BEGIN Data in this exercise
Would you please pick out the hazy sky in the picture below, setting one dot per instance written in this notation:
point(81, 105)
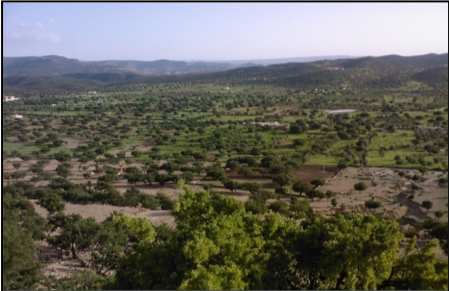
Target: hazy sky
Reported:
point(224, 31)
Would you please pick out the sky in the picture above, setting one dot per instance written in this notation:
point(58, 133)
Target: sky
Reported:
point(222, 31)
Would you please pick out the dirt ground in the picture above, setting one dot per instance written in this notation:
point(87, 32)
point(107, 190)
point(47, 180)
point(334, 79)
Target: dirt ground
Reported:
point(384, 185)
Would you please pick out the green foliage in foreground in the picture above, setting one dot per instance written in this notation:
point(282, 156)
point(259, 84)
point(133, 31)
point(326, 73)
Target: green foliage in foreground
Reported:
point(218, 245)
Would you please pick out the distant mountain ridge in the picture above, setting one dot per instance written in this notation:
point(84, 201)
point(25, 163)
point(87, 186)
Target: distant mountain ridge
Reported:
point(377, 73)
point(53, 65)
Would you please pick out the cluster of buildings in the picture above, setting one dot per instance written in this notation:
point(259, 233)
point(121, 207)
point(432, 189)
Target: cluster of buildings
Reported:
point(268, 125)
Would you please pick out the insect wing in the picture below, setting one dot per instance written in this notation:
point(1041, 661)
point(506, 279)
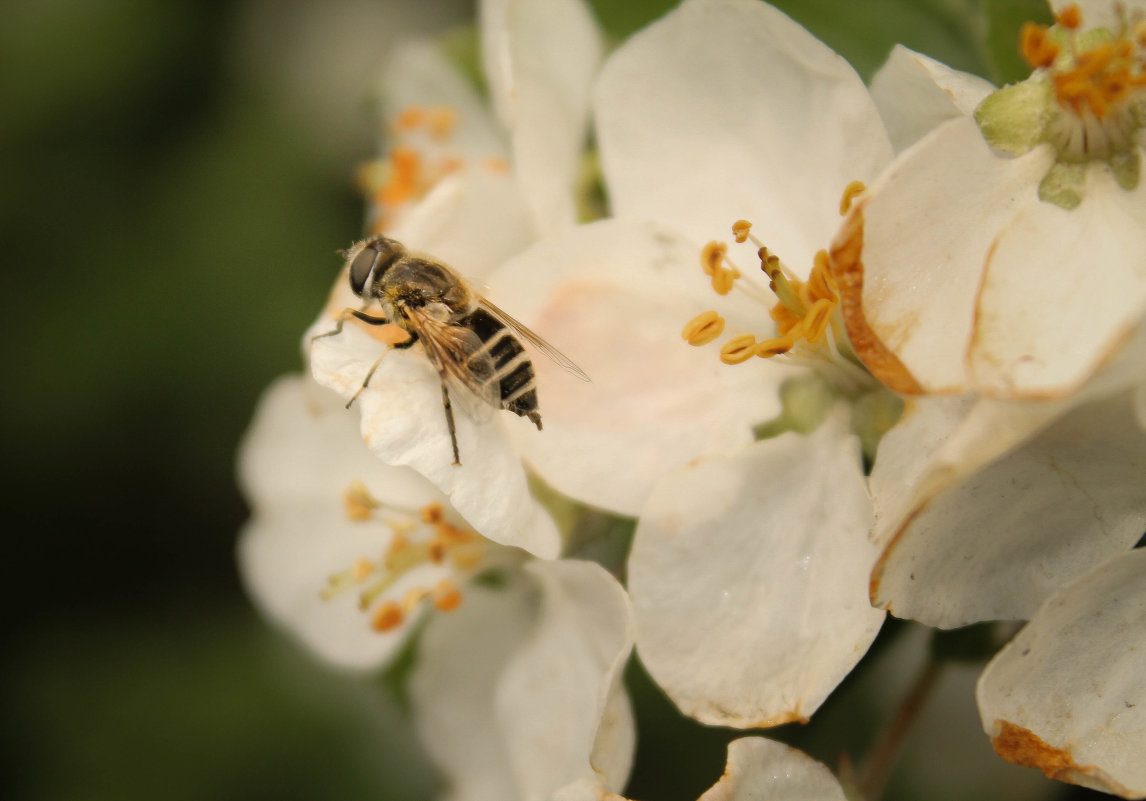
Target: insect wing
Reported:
point(528, 336)
point(457, 354)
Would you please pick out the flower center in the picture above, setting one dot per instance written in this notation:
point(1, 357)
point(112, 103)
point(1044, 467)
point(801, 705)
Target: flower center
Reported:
point(808, 324)
point(424, 151)
point(420, 540)
point(1098, 80)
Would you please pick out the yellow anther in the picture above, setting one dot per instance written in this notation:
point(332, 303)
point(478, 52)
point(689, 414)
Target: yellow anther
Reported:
point(389, 615)
point(441, 122)
point(358, 502)
point(703, 328)
point(738, 348)
point(785, 321)
point(774, 347)
point(446, 596)
point(406, 169)
point(821, 283)
point(723, 280)
point(850, 193)
point(362, 568)
point(1069, 17)
point(712, 256)
point(1036, 46)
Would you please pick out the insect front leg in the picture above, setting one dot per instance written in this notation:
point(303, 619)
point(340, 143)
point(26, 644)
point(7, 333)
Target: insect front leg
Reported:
point(368, 319)
point(369, 375)
point(449, 419)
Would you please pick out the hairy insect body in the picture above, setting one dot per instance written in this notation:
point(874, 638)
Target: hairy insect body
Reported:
point(471, 343)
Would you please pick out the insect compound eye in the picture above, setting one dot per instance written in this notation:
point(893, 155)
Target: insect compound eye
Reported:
point(360, 268)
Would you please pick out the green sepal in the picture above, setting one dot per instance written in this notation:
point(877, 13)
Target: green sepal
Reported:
point(1064, 185)
point(1014, 118)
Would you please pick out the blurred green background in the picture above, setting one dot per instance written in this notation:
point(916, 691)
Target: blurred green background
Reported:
point(177, 177)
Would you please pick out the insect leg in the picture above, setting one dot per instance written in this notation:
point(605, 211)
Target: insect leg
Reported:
point(369, 375)
point(369, 320)
point(449, 421)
END Data in this exercise
Put the lines above into a JSON list of strings, one string per line, with blank lines and the pictures left out.

[
  "Would you please pick out the hazy sky in the picture below, setting one dot per instance written in this notation:",
  "point(81, 105)",
  "Target: hazy sky",
  "Reported:",
  "point(224, 31)",
  "Would you please pick out the sky in the picture above, setting one dot per instance written in this notation:",
  "point(58, 133)",
  "Target: sky",
  "Reported:",
  "point(222, 31)",
  "Would you please pick out the dirt ground in the picture above, setting one dot per instance written in this notation:",
  "point(87, 32)",
  "point(107, 190)",
  "point(47, 180)",
  "point(334, 79)",
  "Target: dirt ground",
  "Reported:",
  "point(384, 185)",
  "Would you please pick out the green foliage in foreground in the picture above, setting one dot per instance written in this notation:",
  "point(282, 156)",
  "point(259, 84)",
  "point(133, 31)",
  "point(326, 73)",
  "Target: green foliage in foreground",
  "Reported:",
  "point(218, 245)",
  "Would you please pick out the distant mountain ridge in the picture above, setting one dot per instance written in this notation:",
  "point(84, 201)",
  "point(25, 163)",
  "point(87, 186)",
  "Target: distant mountain ridge",
  "Reported:",
  "point(377, 73)",
  "point(53, 65)",
  "Would you please pick out the cluster of buildings in the picture above, setting one dot per instance written in this notation:",
  "point(259, 233)",
  "point(121, 207)",
  "point(432, 189)",
  "Target: cluster of buildings",
  "Reported:",
  "point(268, 125)",
  "Would you please pick out the insect wing in the picture below, setting one dot per instance written in this notation:",
  "point(1041, 661)",
  "point(506, 279)",
  "Target: insect wing",
  "Reported:",
  "point(528, 336)",
  "point(457, 354)",
  "Would you please pick out the flower center in the picture above, setting one dot per instance written in this notation:",
  "point(1, 357)",
  "point(112, 103)",
  "point(1044, 467)",
  "point(801, 705)",
  "Target: flower center",
  "Reported:",
  "point(808, 324)",
  "point(424, 151)",
  "point(420, 540)",
  "point(1098, 80)",
  "Would you please pick out the yellow anther in the picture above, setting one dot per instance written in this notation:",
  "point(332, 303)",
  "point(478, 52)",
  "point(689, 414)",
  "Target: yellow anther",
  "Reported:",
  "point(389, 615)",
  "point(441, 122)",
  "point(358, 502)",
  "point(703, 328)",
  "point(738, 348)",
  "point(785, 321)",
  "point(774, 347)",
  "point(446, 596)",
  "point(406, 169)",
  "point(821, 283)",
  "point(723, 280)",
  "point(850, 193)",
  "point(362, 568)",
  "point(1069, 17)",
  "point(712, 256)",
  "point(1036, 46)",
  "Would you please pick out the insect front leg in the picture above, setting one dot per instance written in this notation:",
  "point(303, 619)",
  "point(340, 143)",
  "point(26, 644)",
  "point(7, 333)",
  "Target: insect front leg",
  "Reported:",
  "point(368, 319)",
  "point(369, 375)",
  "point(449, 419)",
  "Would you please pick out the hairy insect body in the picture above, setting one dot per instance written in this notation:",
  "point(874, 638)",
  "Target: hairy insect body",
  "Reported:",
  "point(471, 343)",
  "Would you please pick out the insect compound eye in the picture above, setting one dot per instance written in this notation:",
  "point(893, 155)",
  "Target: insect compound eye",
  "Reported:",
  "point(360, 268)",
  "Would you please pick out the green sepal in the picture above, setting one dot per instance written in this notation:",
  "point(877, 13)",
  "Target: green sepal",
  "Reported:",
  "point(1064, 185)",
  "point(1014, 118)",
  "Would you please pick out the blurred green background in the picture above, setting one dot per instance written in this notation:",
  "point(916, 691)",
  "Target: blurred green background",
  "Reported:",
  "point(177, 177)",
  "Would you please pick out the insect leg in the picture above, setting one dot per instance written in this notation:",
  "point(605, 211)",
  "Target: insect leg",
  "Reported:",
  "point(369, 375)",
  "point(369, 320)",
  "point(449, 421)"
]